=== Document extract ===

Measurement training for classroom teachers has received increasing attention in 
recent years. Three related themes can be found in the literature on classroom assessment: 
delineating the content domain for measurement training for teachers, identifying problem 
areas in teacher assessment skills, and investigating teacher beliefs about their knowledge of 
testing in relation to measurement training. 

Numerous researchers and organizations have specified the content domain in which 
teachers need to develop assessment skills (Airasian, 1994; American Federation of Teachers, 
National Council on Measurement in Education, & National Education Association, 1990; 
Burry-Stock, 1995; Carey, 1994; Schafer, 1991; Stiggins, 1992b; Zhang & Nejad, 1993). 
Among the commonly discussed skills are choosing appropriate assessment methods; 
developing paper-pencil tests; developing performance measures; administering ^d scoring 
tests; interpreting standardized test results; evaluating and improving assessment instruments; 
using assessment in decision making; grading; communicating assessment results; and ethics 
in assessment. 

Teachers are found to be inadequately prepared for classroom assessment. Problems 
are particularly prominent in using performance measures, interpreting standardized test 
results, and grading. When using performance measures, for example, many teachers did not 
define levels of performance or plan scoring procedures in advance, nor did they record their 
scoring during assessment (Stiggins, 1992a). For standardized tests, teachers reported 
engaging in inappropriate practices of teaching test items, increasing time limits, giving hints, 
and changing students’ answers (Hall & Kleine, 1992; Nolen, Haladyna & Haas, 1992).

=== Data supplied ===

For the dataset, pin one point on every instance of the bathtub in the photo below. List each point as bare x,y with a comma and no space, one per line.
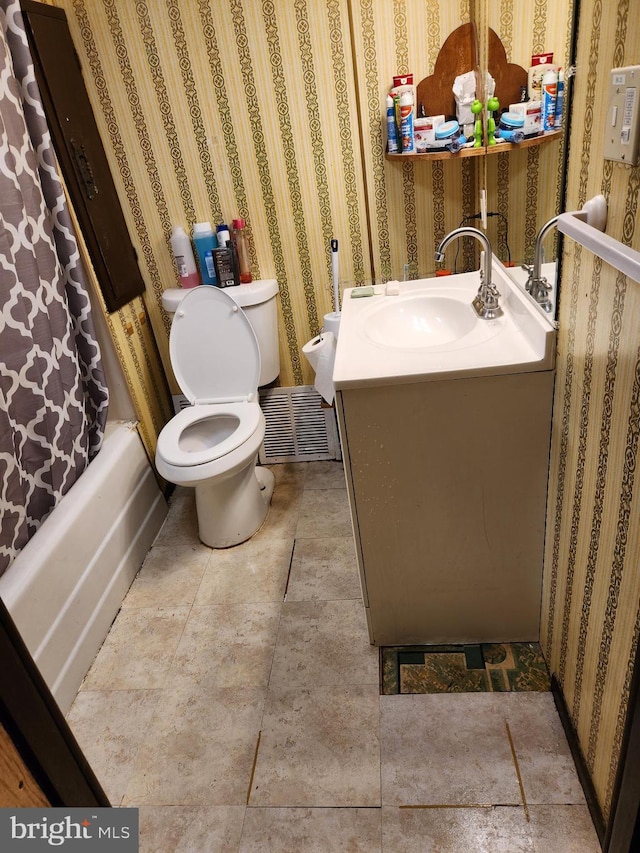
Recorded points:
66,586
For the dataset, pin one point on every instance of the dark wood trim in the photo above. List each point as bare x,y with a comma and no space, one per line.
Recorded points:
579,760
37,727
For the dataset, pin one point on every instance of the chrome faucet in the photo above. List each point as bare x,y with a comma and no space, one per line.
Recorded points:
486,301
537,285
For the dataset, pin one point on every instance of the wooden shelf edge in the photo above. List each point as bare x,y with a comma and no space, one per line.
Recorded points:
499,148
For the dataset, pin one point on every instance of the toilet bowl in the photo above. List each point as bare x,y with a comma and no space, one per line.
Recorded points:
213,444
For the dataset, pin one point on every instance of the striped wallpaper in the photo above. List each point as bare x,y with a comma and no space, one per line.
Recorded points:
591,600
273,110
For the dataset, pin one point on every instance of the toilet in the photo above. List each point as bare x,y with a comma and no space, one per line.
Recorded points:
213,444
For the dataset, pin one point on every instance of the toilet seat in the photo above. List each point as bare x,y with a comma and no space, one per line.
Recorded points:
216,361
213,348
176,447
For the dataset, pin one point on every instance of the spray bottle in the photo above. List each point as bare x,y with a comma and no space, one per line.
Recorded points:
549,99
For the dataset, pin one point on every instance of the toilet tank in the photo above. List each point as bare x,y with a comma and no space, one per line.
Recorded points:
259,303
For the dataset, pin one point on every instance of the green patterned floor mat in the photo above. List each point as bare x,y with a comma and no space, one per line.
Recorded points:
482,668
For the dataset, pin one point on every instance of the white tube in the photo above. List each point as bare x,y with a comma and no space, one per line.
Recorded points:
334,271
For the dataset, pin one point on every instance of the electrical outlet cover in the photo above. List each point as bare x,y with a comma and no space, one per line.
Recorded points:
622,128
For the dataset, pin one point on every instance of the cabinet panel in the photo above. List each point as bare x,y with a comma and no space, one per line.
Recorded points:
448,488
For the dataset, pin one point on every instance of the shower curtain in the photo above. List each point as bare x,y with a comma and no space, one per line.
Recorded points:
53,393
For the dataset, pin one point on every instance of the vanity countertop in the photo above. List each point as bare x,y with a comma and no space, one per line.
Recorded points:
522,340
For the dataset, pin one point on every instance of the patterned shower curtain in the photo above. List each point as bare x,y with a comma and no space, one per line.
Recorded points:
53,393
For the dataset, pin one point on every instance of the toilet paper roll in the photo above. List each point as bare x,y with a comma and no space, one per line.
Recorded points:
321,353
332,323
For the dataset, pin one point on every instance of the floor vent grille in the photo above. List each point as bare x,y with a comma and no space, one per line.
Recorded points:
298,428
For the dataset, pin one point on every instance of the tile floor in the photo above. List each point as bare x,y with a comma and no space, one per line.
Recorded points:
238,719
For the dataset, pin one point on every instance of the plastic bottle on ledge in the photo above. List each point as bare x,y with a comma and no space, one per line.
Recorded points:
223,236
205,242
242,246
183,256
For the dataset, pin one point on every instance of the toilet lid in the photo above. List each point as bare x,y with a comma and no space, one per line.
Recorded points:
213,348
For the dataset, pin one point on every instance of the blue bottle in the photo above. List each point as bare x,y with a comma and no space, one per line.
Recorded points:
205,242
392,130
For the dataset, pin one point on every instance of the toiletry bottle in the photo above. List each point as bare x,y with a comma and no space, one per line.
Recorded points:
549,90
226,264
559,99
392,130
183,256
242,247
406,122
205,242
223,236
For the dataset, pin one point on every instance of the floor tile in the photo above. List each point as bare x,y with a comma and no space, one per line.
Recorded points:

===

Problems to work on:
a - Using the passage on teacher assessment training, decide whether each statement agrees with it. Answer yes or no for each, and quote the words that decide it.
(i) Problems in teacher assessment are particularly prominent in using performance measures, interpreting standardized test results, and grading.
(ii) Teachers using performance measures recorded their scoring during assessment.
(iii) The literature on classroom assessment contains two related themes.
b - Answer these questions from the passage on teacher assessment training.
(i) Which source is cited for the findings on how teachers handled performance measures?
(ii) What is the last skill in the list of commonly discussed skills?
(iii) What did teachers report doing to time limits on standardized tests?
c - Carry on the passage on teacher assessment training, starting after its last sentence.

Answer list:
a -
(i) Yes: "Problems are particularly prominent in using performance measures, interpreting standardized test results, and grading."
(ii) No: "nor did they record their scoring during assessment"
(iii) No: "Three related themes can be found in the literature on classroom assessment"

b -
(i) Stiggins, 1992a
(ii) Ethics in assessment
(iii) They increased them.

c -
Most teachers also had trouble understanding and interpreting percentile ranks, grade 
equivalent scores, and percentile bands (Hills, 1991; Impara, Divine, Bruce, Liverman, & 

Gay, 1991). When assigning grades, many teachers incorporated nonachievement factors of 
efforts, attitude, and motivation into grades (Griswold, 1993; Hills, 1991; Jongsma, 1991; 
Stiggins, Frisbie, & Griswold, 1989) and they often did not use weights to distinguish between 
formative and summative data.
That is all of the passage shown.